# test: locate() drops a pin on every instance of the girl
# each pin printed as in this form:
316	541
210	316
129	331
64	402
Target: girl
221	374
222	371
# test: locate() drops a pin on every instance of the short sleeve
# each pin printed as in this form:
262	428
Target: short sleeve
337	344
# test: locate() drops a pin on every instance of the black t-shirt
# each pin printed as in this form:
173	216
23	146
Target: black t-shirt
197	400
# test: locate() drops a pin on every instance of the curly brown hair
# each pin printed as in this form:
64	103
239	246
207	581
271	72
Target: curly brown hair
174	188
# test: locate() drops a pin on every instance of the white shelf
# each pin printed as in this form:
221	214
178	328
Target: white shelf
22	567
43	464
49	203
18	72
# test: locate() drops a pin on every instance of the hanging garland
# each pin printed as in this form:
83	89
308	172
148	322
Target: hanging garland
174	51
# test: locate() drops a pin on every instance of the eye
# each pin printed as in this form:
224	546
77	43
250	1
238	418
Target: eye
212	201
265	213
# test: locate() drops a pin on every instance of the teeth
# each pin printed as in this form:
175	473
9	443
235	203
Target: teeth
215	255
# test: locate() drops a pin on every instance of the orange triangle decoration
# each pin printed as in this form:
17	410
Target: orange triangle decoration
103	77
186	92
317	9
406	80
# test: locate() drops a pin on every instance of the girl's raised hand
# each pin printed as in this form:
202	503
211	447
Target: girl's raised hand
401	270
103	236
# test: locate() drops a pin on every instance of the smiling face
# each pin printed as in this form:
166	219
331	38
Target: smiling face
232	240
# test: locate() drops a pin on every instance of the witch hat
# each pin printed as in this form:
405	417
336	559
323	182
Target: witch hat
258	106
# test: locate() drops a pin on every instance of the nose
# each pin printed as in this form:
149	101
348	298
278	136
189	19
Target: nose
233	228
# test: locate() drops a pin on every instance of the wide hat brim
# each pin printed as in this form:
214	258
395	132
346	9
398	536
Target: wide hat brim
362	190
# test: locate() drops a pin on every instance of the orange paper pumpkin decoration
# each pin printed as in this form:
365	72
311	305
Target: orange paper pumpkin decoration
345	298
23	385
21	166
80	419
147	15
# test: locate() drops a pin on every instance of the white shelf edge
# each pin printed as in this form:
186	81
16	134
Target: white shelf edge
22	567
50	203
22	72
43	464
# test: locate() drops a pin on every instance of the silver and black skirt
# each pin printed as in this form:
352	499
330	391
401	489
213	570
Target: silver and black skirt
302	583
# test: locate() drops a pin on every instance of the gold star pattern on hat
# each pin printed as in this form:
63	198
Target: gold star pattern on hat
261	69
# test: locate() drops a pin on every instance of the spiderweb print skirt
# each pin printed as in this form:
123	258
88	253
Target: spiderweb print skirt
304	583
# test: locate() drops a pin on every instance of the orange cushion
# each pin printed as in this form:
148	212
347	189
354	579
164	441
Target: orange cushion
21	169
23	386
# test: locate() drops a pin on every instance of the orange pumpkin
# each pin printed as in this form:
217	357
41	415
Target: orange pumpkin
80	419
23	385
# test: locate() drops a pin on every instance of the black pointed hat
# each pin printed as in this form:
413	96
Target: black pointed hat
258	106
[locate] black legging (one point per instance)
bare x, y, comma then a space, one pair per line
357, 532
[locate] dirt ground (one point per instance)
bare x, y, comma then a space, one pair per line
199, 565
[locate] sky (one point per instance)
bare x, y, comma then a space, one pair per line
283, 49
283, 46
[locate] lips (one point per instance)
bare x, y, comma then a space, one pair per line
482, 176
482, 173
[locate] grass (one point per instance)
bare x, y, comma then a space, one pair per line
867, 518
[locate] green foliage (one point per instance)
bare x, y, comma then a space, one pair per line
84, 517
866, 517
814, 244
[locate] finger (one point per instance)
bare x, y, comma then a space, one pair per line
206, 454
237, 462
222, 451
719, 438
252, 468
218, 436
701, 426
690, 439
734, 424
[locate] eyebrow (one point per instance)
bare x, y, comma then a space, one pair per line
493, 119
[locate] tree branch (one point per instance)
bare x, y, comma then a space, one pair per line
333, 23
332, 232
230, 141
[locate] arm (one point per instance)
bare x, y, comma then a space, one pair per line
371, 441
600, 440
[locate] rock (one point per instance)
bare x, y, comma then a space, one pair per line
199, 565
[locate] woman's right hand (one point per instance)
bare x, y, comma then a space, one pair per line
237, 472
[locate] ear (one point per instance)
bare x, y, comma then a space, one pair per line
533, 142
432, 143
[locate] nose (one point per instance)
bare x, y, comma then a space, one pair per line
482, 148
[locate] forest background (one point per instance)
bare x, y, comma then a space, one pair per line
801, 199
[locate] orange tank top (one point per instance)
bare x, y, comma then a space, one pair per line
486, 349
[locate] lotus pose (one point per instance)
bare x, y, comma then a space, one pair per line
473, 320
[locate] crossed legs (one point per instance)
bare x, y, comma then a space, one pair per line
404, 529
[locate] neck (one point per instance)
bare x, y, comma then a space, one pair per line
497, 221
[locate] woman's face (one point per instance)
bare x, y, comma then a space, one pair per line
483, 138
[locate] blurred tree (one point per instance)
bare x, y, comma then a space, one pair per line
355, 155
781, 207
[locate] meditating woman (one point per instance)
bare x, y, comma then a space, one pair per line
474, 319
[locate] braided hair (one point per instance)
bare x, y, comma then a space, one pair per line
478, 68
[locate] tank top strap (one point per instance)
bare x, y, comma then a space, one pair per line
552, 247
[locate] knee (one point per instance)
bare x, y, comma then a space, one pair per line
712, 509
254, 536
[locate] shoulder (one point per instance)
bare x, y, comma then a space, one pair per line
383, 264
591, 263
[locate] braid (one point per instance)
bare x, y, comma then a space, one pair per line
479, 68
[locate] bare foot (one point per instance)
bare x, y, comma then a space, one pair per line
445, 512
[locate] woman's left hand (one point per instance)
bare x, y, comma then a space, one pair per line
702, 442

__WHAT THE TASK ASKS__. Arrange every line of the material above as a numbered list, omitting blank lines.

__ANSWER FOR THE TASK__.
1. # test: locate() drops a pin on every instance of the girl
2. # each pin printed as in this form:
3. 316	541
4. 210	316
5. 129	331
6. 64	402
7. Target: girl
8. 221	374
9. 222	371
10. # test: locate() drops a pin on every instance of the short sleeve
11. # each pin printed as in this form:
12. 262	428
13. Target: short sleeve
14. 337	344
15. # test: locate() drops a pin on every instance of the black t-shirt
16. # each pin printed as in this form:
17. 173	216
18. 23	146
19. Target: black t-shirt
20. 197	400
21. # test: locate() drops a pin on every instance of the curly brown hair
22. # each pin printed as in this form:
23. 64	103
24. 239	246
25. 207	581
26. 271	72
27. Target: curly brown hair
28. 174	188
29. # test: locate() drops a pin on every instance of the white shelf
30. # each pin printed as in this form:
31. 221	214
32. 178	328
33. Target: white shelf
34. 22	567
35. 43	464
36. 49	203
37. 18	72
38. # test: locate() drops a pin on every instance of the hanging garland
39. # each pin printed as in this form:
40. 83	89
41. 308	172
42. 148	322
43. Target: hanging garland
44. 174	51
45. # test: locate() drops a pin on every instance of the eye
46. # each pin printed as in this form:
47. 224	546
48. 77	43
49. 250	1
50. 238	418
51. Target: eye
52. 212	201
53. 265	213
54. # test: locate() drops a pin on every instance of the teeth
55. # each pin printed as in this form:
56. 175	473
57. 9	443
58. 235	203
59. Target: teeth
60. 215	255
61. # test: locate() drops a pin on every instance of the orange triangle decoration
62. # each pin printed as in this form:
63. 17	410
64. Target: orange triangle decoration
65. 103	77
66. 186	92
67. 317	9
68. 406	80
69. # test: locate() drops a pin on every instance of the girl's raised hand
70. # each pin printed as in this form:
71. 202	503
72. 211	447
73. Target: girl's raised hand
74. 401	270
75. 103	236
76. # test: locate() drops a pin on every instance of the smiling face
77. # each pin printed as in this form:
78. 166	219
79. 331	38
80. Target: smiling face
81. 232	240
82. # test: locate() drops a pin on every instance of the witch hat
83. # each pin printed as in this form:
84. 405	417
85. 336	559
86. 323	182
87. Target: witch hat
88. 258	106
89. # test: locate() drops a pin on every instance of the nose
90. # each pin printed as in this form:
91. 149	101
92. 348	298
93. 278	136
94. 189	19
95. Target: nose
96. 233	228
97. # test: locate() drops a pin on every instance of the wide hat brim
98. # each pin printed as in this form:
99. 214	258
100. 395	132
101. 346	9
102. 398	536
103. Target: wide hat brim
104. 362	190
105. # test: locate() drops a pin on every instance of the orange paper pumpkin decoration
106. # each pin printed as in this form:
107. 365	72
108. 311	305
109. Target: orange paper pumpkin decoration
110. 345	298
111. 23	385
112. 21	166
113. 80	419
114. 147	15
115. # test: locate() drops a pin on every instance of the white shelf edge
116. # each pin printed as in this form:
117. 186	81
118. 16	134
119. Target: white shelf edge
120. 22	567
121. 50	203
122. 22	72
123. 43	464
124. # test: locate() drops a pin on every instance of the silver and black skirt
125. # each pin printed as in this form:
126. 352	499
127. 330	391
128. 401	489
129. 213	570
130. Target: silver and black skirt
131. 302	583
132. # test: locate() drops a pin on every instance of the gold star pattern on hat
133. # each pin printed as in this form:
134. 63	198
135. Target: gold star pattern on hat
136. 261	69
137. # test: locate() drops a pin on every instance of the spiderweb print skirt
138. # each pin printed as in this form:
139. 123	258
140. 88	253
141. Target: spiderweb print skirt
142. 304	583
143. # test: locate() drops a pin on every instance of the orange cushion
144. # each pin printed as in this form:
145. 148	212
146. 347	189
147. 354	579
148. 164	441
149. Target: orange cushion
150. 21	169
151. 23	386
152. # test: locate() drops a pin on every instance of the orange pumpkin
153. # each pin printed as in this form:
154. 217	357
155. 41	415
156. Target: orange pumpkin
157. 80	419
158. 23	385
159. # test: locate() drops a pin on every instance of the black pointed hat
160. # each pin printed as in this form:
161. 413	96
162. Target: black pointed hat
163. 258	106
164. [locate] black legging (one point per instance)
165. bare x, y, comma then a space, one pair per line
166. 357, 532
167. [locate] dirt ground (one point per instance)
168. bare x, y, comma then a space, one pair per line
169. 199, 565
170. [locate] sky (one point per instance)
171. bare x, y, comma then a space, one pair per line
172. 283, 49
173. 283, 46
174. [locate] lips (one point per instance)
175. bare x, y, comma then a space, one pair per line
176. 482, 176
177. 482, 173
178. [locate] grass (one point per instance)
179. bare x, y, comma then a space, one pair per line
180. 867, 518
181. [locate] green foliage (one point per instance)
182. bare x, y, comma then a space, one pair per line
183. 84, 517
184. 866, 517
185. 814, 244
186. [locate] finger (one point per instance)
187. bare x, y, comma then a space, one pair per line
188. 206, 454
189. 237, 462
190. 222, 451
191. 719, 438
192. 252, 468
193. 218, 436
194. 701, 426
195. 690, 439
196. 734, 424
197. [locate] eyebrow (one point per instance)
198. bare x, y, comma then a space, one pair per line
199. 493, 119
200. [locate] tree branch (one point per instance)
201. bare x, y, comma then a space, one pair per line
202. 333, 23
203. 332, 232
204. 230, 141
205. [locate] arm (one point per instance)
206. bare x, y, comma then a space, one pair per line
207. 371, 441
208. 600, 440
209. [locate] rock (one point per instance)
210. bare x, y, comma then a space, one pair per line
211. 199, 565
212. [locate] woman's right hand (one point per instance)
213. bare x, y, comma then a space, one pair per line
214. 237, 472
215. [locate] ear (one point per instance)
216. bare x, y, comma then a space, one pair per line
217. 533, 142
218. 432, 143
219. [locate] nose (one point per instance)
220. bare x, y, comma then a space, one pair per line
221. 482, 148
222. [locate] forest background (one point per instance)
223. bare x, y, comma then a space, one pair per line
224. 801, 199
225. [locate] orange tank top (one point per instance)
226. bare x, y, comma then a space, one pair per line
227. 486, 349
228. [locate] lotus pose (one point per instance)
229. bare x, y, comma then a space, one pair per line
230. 473, 320
231. [locate] crossed legs (one point per instance)
232. bare x, y, comma then a space, one pair per line
233. 404, 529
234. [locate] neck (one point per instance)
235. bare x, y, comma then a space, one pair per line
236. 497, 221
237. [locate] woman's face (one point per instance)
238. bare x, y, comma then a space, one pair per line
239. 483, 138
240. [locate] blurred tree (one point per instance)
241. bare x, y, comma then a space, one pair per line
242. 355, 155
243. 781, 207
244. [locate] meditating woman (one point per instance)
245. bare x, y, comma then a space, one pair per line
246. 474, 319
247. [locate] braided hair (one point per instance)
248. bare x, y, comma then a space, one pair per line
249. 478, 68
250. [locate] tank top strap (one point per instance)
251. bare x, y, comma then a space, one pair per line
252. 552, 247
253. [locate] knee (one point per instance)
254. bare x, y, comma then a space, one pair per line
255. 712, 509
256. 254, 536
257. [locate] shoulder (one point per instance)
258. bare x, y, comma then a space, one pair per line
259. 383, 264
260. 591, 263
261. [locate] braid (one point per instance)
262. bare x, y, comma then a space, one pair per line
263. 479, 68
264. [locate] bare foot (one point per instance)
265. bare x, y, comma then a space, one pair per line
266. 445, 512
267. [locate] woman's left hand (one point per instance)
268. bare x, y, comma then a space, one pair per line
269. 702, 442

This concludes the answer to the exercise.